Source information section start

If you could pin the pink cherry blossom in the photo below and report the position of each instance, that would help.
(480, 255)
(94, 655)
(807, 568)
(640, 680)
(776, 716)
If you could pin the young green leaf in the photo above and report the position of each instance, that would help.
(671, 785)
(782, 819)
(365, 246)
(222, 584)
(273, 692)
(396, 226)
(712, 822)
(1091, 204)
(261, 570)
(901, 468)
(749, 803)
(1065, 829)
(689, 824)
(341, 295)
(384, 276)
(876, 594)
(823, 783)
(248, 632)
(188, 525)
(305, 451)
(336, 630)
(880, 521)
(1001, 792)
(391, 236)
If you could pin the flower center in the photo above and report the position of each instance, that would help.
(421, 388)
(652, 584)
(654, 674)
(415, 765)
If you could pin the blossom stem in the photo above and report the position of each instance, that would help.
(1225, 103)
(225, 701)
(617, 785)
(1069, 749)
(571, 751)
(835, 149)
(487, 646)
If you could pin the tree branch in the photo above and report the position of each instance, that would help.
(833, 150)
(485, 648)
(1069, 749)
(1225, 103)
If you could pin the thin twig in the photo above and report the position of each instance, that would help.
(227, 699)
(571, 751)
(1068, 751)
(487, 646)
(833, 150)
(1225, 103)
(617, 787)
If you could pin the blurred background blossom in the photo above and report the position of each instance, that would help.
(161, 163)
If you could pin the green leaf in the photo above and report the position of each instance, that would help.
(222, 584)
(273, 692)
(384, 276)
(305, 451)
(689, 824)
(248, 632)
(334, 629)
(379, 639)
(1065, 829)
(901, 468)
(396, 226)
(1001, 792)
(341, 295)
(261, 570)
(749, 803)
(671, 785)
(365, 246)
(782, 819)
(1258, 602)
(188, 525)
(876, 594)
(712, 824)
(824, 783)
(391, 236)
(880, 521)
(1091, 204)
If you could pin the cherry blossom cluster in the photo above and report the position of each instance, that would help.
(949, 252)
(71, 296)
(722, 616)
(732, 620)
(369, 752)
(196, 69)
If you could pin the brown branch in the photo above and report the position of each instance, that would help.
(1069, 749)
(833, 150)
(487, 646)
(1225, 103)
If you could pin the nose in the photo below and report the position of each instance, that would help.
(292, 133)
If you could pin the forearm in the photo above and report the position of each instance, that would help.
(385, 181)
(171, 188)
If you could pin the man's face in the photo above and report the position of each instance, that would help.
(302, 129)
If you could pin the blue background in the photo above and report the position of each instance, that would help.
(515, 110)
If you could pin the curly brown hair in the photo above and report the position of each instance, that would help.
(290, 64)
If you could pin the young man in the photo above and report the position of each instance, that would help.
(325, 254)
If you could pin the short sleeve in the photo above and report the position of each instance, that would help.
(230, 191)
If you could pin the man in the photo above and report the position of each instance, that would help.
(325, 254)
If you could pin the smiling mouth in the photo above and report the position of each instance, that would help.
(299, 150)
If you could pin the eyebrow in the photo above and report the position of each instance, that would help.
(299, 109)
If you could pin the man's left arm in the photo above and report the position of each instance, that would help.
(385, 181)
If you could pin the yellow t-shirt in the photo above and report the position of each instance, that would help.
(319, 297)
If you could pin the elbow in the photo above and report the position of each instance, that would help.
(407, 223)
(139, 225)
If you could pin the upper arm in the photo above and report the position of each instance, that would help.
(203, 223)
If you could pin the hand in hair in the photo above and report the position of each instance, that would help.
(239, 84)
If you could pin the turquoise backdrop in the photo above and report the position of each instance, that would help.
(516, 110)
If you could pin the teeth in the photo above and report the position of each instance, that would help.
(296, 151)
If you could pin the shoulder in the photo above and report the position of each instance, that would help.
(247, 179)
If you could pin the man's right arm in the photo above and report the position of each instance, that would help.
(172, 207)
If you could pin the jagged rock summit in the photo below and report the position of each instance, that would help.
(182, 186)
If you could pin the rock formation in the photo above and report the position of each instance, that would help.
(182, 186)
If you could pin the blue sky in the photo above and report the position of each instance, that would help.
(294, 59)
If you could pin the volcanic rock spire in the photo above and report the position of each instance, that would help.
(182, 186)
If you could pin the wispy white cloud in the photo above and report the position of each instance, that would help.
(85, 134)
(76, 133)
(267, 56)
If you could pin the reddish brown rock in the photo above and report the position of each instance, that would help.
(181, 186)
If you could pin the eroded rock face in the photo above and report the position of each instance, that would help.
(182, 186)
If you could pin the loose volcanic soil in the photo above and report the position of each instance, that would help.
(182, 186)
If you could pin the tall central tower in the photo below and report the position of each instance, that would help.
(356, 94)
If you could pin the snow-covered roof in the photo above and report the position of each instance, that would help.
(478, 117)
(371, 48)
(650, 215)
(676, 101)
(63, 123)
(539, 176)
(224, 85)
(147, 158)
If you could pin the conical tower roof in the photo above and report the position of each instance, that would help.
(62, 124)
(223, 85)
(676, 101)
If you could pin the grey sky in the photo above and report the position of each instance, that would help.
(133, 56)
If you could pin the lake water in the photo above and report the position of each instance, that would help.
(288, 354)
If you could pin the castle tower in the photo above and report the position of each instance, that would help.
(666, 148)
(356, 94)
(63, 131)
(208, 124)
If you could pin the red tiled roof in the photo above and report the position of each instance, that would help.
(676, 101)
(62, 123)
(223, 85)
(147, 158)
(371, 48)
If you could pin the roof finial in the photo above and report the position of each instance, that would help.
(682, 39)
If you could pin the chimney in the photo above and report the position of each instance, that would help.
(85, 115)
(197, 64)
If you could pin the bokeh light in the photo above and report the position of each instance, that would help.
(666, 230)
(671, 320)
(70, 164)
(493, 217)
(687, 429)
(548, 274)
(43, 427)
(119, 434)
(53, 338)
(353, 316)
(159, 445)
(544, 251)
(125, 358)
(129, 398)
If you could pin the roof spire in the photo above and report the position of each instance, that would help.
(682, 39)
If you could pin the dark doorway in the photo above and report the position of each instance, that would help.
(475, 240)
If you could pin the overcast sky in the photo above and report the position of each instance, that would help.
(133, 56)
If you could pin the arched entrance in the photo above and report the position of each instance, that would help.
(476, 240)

Source information section end

**Task goal**
Each line of the material should be duplicated exactly, please.

**Finished exercise**
If you could pin the pink cherry blossom in the photo below and report the position of each instance, that would help.
(480, 255)
(94, 655)
(807, 568)
(640, 680)
(776, 716)
If you could pin the young green leaf in the photo above and report the position of each instance, that would help.
(671, 785)
(782, 819)
(365, 246)
(222, 584)
(273, 692)
(396, 226)
(712, 822)
(1091, 204)
(261, 570)
(901, 468)
(749, 803)
(1065, 829)
(689, 824)
(341, 295)
(384, 276)
(876, 594)
(823, 783)
(248, 632)
(188, 525)
(305, 451)
(336, 630)
(880, 521)
(1001, 792)
(391, 236)
If you could pin the flower center in the photo above and report the position of each instance, that would help.
(421, 388)
(652, 584)
(654, 674)
(415, 765)
If you could pin the blossom stem in the photo above and report the position of each instance, that would help.
(1225, 103)
(225, 701)
(617, 785)
(1069, 749)
(571, 751)
(835, 149)
(487, 646)
If you could pin the tree branch in the photo above and report the position of each instance, that would help.
(833, 150)
(485, 648)
(1069, 749)
(1225, 103)
If you could pin the thin twig in the photo above and report the position of each instance, that would help.
(227, 699)
(571, 751)
(1068, 751)
(487, 646)
(833, 150)
(1225, 103)
(617, 787)
If you could pin the blurred background blossom in the photo above and report the position of each instance, that would help.
(161, 163)
If you could pin the green leaf in the photo above and report the position of each instance, that would help.
(222, 584)
(273, 692)
(384, 276)
(305, 451)
(689, 824)
(248, 632)
(334, 629)
(379, 639)
(1065, 829)
(901, 468)
(396, 226)
(1001, 792)
(341, 295)
(261, 570)
(749, 803)
(671, 785)
(365, 246)
(782, 819)
(1258, 602)
(188, 525)
(876, 594)
(712, 824)
(824, 783)
(391, 236)
(880, 521)
(1091, 204)
If you could pin the cherry blossom cluster in the photo above and report the position of each instance, that would help.
(949, 252)
(71, 296)
(722, 616)
(732, 620)
(369, 752)
(196, 69)
If you could pin the brown branch in the photo above and report the position of each instance, that would help.
(1069, 749)
(833, 150)
(487, 646)
(1225, 103)
If you could pin the nose in the photo below and report the position of each instance, that would help.
(292, 133)
If you could pin the forearm in the photo above and report the position of each instance, that would help.
(385, 181)
(171, 188)
If you could pin the man's face in the photo above and report the position of each instance, that would help.
(302, 129)
If you could pin the blue background in the photo above and report the position of each instance, that would help.
(515, 110)
If you could pin the curly brown hair in the photo above and report the position of each instance, that would help.
(290, 64)
If you could pin the young man in the photo above and report the position of each instance, that would help.
(325, 254)
If you could pin the short sleeve in the photo above and report the position of each instance, that would help.
(230, 191)
If you could pin the man in the photo above and report the position of each instance, that would help.
(325, 254)
If you could pin the smiling mouth in the photo above and report the position of each instance, that would help.
(299, 150)
If you could pin the eyebrow in the photo above and report the position of each instance, that would help.
(299, 109)
If you could pin the man's left arm in the photo above and report the position of each instance, that would help.
(385, 181)
If you could pin the yellow t-shirt in the photo above and report the position of each instance, that would help.
(319, 297)
If you could pin the elbow in the photo above and report the position of each instance, that would help.
(407, 223)
(139, 225)
If you could pin the upper arm in the photo above and report the position of each instance, that would help.
(203, 223)
If you could pin the hand in hair in the photo above and report the position of each instance, that would help.
(239, 84)
If you could pin the turquoise backdrop in the photo above and report the position of each instance, that would help.
(516, 110)
If you could pin the teeth in the photo above and report the position of each instance, that would help.
(296, 151)
If you could pin the shoulder in the photo above and report the position of each instance, that would help.
(247, 179)
If you could pin the man's right arm in the photo above and report the position of each instance, that would help.
(172, 207)
If you could pin the jagged rock summit in the photo below and report the position of each instance, that would help.
(182, 186)
If you could pin the rock formation in the photo above and report the position of each instance, that would help.
(182, 186)
If you could pin the blue sky in the photo above and report the position of each instance, that would help.
(294, 59)
If you could pin the volcanic rock spire in the photo above and report the position of each instance, that would help.
(182, 186)
If you could pin the wispy white cloud in the photo above and report the position of each instance, that would help.
(85, 134)
(76, 133)
(267, 56)
If you could pin the reddish brown rock in the photo above and report the position of each instance, that would help.
(181, 186)
If you could pin the eroded rock face in the photo above and report the position of each instance, that would help.
(182, 186)
If you could pin the loose volcanic soil in the photo above and report the position of each instance, that would help.
(182, 186)
If you could pin the tall central tower in the photo below and report the position of each instance, that would help.
(356, 94)
If you could pin the snow-covered roof in the photo above and report the position of each instance, that would help.
(478, 117)
(371, 48)
(650, 215)
(676, 101)
(63, 123)
(539, 176)
(224, 85)
(147, 158)
If you could pin the conical tower roof in the photo above and report the position of each instance, that would help.
(62, 124)
(223, 85)
(676, 101)
If you could pin the grey sky in the photo above and report the position of each instance, that would help.
(133, 56)
If you could pin the lake water in the photo above and report the position of each instance, that would help.
(288, 354)
If you could pin the castle tower in the photo above and report the position of each instance, that would help.
(666, 148)
(356, 94)
(63, 131)
(208, 124)
If you could pin the red tiled roof in the photo above and report the position of each instance, that would help.
(676, 101)
(62, 123)
(223, 85)
(147, 158)
(371, 48)
If you could pin the roof finial in the photo above and report the position of each instance, that would help.
(682, 39)
If you could pin the chimney in the photo above and report the position of each instance, that would help.
(85, 115)
(197, 64)
If you could pin the bokeh light in the photo above and report the position of each instance, that would help.
(666, 230)
(671, 320)
(70, 164)
(493, 217)
(687, 429)
(548, 274)
(43, 427)
(119, 434)
(53, 338)
(353, 316)
(159, 445)
(544, 251)
(125, 358)
(129, 398)
If you could pin the roof spire in the photo above and report the position of each instance, that would help.
(682, 39)
If you could pin the dark doorway in the photo above and report the position of each instance, that would help.
(475, 240)
If you could pin the overcast sky in the photo above and report the position of each instance, that would help.
(133, 56)
If you could pin the arched entrance in the photo above and report the position of each instance, that would help.
(476, 240)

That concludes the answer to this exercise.